### ARTICLE
_ _ _ _ _

WebSocket Optimization and Benchmarking

Performance Optimizations

Shared receive buffers — All WebSocket connections on a given thread now share a single 512KB receive buffer (one allocation per thread instead of per-connection). Unconsumed partial-frame bytes spill to a small per-connection buffer. Deferred reclamation avoids thrashing. Enabled by default; disable with ws_recv_buffer_size(0).

Fused unmask + ASCII detection — XOR unmasking now processes 8 bytes at a time and simultaneously checks whether all bytes are ASCII. For ASCII-only text frames, the separate UTF-8 validation pass is skipped entirely.

Zero-allocation write fast path — When no write is in flight, outgoing frames are built directly in a persistent per-connection buffer (capacity reused across messages). Frames are only heap-allocated and queued when a concurrent write is already in progress.

_ _ _ _ _

(Point annotation dataset records)
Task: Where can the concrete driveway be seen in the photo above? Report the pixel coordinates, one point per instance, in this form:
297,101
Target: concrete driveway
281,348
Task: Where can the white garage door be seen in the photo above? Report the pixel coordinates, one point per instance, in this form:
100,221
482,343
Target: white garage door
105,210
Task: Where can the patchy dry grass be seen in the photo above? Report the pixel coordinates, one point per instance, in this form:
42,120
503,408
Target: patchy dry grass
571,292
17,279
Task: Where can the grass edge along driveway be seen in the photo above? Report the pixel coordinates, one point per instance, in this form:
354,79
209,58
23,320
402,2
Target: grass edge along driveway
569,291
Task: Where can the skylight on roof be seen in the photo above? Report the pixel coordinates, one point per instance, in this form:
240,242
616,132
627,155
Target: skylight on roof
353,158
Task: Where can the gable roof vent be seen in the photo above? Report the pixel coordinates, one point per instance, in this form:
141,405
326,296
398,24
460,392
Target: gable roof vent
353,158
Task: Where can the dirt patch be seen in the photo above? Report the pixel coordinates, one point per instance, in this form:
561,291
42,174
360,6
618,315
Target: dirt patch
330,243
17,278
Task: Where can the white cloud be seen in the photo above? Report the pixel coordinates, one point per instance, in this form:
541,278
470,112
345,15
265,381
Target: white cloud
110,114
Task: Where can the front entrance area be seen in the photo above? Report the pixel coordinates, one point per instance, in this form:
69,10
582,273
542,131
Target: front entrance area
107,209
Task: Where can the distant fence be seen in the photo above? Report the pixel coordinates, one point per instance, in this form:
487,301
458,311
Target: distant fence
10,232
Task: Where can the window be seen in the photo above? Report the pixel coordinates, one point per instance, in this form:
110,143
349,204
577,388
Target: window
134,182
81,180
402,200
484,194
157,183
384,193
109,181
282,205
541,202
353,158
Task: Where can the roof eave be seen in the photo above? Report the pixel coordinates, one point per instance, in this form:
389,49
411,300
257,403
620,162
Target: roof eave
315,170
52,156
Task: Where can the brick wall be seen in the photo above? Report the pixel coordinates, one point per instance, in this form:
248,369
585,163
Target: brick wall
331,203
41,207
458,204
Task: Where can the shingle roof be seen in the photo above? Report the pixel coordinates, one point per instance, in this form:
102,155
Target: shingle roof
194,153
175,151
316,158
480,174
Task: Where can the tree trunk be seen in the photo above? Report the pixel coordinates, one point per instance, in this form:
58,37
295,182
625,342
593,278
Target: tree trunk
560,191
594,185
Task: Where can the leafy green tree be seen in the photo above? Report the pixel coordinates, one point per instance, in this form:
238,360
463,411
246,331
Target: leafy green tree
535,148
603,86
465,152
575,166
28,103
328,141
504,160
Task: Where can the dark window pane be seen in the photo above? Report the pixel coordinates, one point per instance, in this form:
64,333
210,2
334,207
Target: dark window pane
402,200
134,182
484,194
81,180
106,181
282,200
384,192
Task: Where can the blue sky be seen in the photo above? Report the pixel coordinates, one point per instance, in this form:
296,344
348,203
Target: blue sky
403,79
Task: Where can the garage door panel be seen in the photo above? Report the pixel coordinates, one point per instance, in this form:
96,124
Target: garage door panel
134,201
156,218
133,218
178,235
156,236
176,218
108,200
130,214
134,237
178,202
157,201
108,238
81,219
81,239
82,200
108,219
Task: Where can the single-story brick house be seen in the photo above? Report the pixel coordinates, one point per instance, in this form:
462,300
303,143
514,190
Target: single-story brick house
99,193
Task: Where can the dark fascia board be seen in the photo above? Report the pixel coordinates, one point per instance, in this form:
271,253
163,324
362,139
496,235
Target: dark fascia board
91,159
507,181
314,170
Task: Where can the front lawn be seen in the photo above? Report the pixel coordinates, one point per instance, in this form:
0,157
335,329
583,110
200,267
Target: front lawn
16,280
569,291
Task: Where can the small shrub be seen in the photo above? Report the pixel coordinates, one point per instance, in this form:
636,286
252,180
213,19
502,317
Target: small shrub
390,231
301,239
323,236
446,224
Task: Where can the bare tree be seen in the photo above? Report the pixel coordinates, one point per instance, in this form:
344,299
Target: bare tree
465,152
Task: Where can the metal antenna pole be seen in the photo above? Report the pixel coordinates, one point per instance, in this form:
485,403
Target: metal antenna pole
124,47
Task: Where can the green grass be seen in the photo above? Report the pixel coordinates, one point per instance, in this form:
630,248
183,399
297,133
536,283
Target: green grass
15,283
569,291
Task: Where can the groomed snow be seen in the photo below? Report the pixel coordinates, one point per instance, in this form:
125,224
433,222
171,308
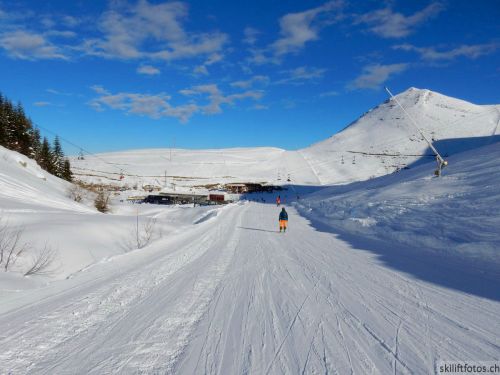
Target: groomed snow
385,276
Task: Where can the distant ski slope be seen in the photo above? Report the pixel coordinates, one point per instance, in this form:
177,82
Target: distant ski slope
379,142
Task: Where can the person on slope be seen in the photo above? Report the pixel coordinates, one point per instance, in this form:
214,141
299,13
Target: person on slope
283,219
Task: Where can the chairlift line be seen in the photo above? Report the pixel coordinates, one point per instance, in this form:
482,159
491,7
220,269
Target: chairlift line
440,161
438,155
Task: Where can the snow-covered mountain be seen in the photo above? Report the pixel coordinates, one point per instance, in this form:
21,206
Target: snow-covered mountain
379,142
25,184
384,139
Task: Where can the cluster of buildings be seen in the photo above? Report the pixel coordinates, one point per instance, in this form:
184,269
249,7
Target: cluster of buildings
231,193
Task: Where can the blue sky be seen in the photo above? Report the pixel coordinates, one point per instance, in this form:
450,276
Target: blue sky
114,75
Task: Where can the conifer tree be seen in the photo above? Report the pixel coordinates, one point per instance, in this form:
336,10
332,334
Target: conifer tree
66,172
58,158
46,157
18,133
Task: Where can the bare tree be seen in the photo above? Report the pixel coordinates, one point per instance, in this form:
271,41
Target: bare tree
101,202
11,244
142,234
42,262
76,192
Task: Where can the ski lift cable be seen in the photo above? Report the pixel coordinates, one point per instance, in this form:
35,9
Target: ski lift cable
438,155
81,148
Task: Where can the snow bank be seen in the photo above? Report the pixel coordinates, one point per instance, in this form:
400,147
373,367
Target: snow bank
456,214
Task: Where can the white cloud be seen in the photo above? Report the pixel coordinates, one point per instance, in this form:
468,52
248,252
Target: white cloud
468,51
148,70
251,35
158,106
389,24
131,33
200,69
212,59
61,34
250,82
299,76
328,94
42,104
297,29
375,75
29,46
57,92
216,98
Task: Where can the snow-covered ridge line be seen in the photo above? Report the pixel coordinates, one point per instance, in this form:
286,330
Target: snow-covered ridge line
455,215
380,142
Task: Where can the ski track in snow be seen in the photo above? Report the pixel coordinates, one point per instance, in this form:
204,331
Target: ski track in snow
235,296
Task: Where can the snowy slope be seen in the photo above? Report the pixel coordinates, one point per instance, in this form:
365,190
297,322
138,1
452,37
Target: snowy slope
231,295
38,203
380,142
386,276
384,139
455,215
24,184
194,167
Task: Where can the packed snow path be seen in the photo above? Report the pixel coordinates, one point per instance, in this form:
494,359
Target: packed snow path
232,295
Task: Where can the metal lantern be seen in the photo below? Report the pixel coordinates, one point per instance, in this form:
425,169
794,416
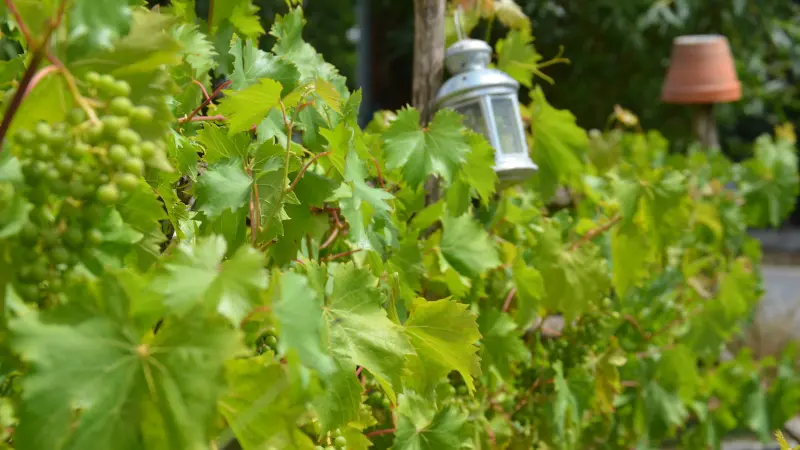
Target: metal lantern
488,100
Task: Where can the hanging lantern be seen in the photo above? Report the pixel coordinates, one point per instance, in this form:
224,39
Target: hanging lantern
487,98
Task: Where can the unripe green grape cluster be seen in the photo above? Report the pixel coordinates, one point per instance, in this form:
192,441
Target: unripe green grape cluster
339,441
76,171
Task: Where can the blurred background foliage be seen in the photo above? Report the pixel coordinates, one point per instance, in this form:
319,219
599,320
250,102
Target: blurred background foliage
618,51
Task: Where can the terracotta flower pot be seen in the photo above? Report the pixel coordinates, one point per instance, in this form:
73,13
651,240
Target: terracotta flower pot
701,71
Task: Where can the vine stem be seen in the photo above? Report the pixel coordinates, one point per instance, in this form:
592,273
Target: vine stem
380,432
36,59
595,232
209,98
509,297
305,168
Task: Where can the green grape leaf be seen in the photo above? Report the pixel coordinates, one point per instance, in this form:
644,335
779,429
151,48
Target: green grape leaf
417,432
360,203
298,309
530,291
224,186
574,277
94,362
196,274
663,407
466,246
221,145
146,49
517,56
440,149
242,14
566,409
250,106
770,182
100,23
340,403
263,405
250,64
198,51
289,45
559,145
443,334
358,327
501,345
478,170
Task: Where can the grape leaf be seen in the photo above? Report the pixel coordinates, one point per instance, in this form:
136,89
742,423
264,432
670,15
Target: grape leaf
466,246
574,278
478,169
251,64
358,327
242,14
443,334
263,405
298,310
224,186
100,23
341,401
196,274
198,52
221,145
94,363
250,106
517,56
559,145
416,432
501,345
289,45
440,149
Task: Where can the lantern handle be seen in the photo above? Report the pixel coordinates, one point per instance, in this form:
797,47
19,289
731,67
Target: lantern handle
457,19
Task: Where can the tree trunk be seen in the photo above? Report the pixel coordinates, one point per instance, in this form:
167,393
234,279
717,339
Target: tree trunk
705,126
428,68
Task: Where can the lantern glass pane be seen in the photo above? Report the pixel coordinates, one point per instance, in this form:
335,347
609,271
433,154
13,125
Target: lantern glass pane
473,118
508,127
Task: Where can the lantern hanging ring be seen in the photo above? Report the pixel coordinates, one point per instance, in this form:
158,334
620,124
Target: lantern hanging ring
457,19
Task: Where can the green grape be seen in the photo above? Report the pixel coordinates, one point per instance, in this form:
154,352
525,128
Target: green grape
76,189
117,154
106,82
43,152
24,137
29,292
29,234
94,236
134,166
148,149
128,137
76,116
65,165
43,131
108,194
93,78
127,181
73,237
142,114
79,150
121,106
121,88
60,255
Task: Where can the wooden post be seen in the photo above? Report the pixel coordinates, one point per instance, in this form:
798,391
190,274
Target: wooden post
705,126
428,68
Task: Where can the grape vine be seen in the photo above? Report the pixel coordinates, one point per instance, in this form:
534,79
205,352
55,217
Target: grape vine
200,249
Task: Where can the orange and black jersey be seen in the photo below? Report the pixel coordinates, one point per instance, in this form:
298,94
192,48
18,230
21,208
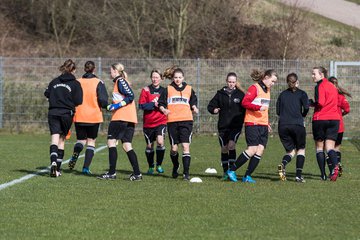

_ _ _ _ _

### WHAT YOU WILL DO
From the WebSocket optimization text, return the passage that begins with the words containing "Performance Optimizations" and ends with "already in progress.", copied without any changes.

### RESPONSE BELOW
Performance Optimizations

Shared receive buffers — All WebSocket connections on a given thread now share a single 512KB receive buffer (one allocation per thread instead of per-connection). Unconsumed partial-frame bytes spill to a small per-connection buffer. Deferred reclamation avoids thrashing. Enabled by default; disable with ws_recv_buffer_size(0).

Fused unmask + ASCII detection — XOR unmasking now processes 8 bytes at a time and simultaneously checks whether all bytes are ASCII. For ASCII-only text frames, the separate UTF-8 validation pass is skipped entirely.

Zero-allocation write fast path — When no write is in flight, outgoing frames are built directly in a persistent per-connection buffer (capacity reused across messages). Frames are only heap-allocated and queued when a concurrent write is already in progress.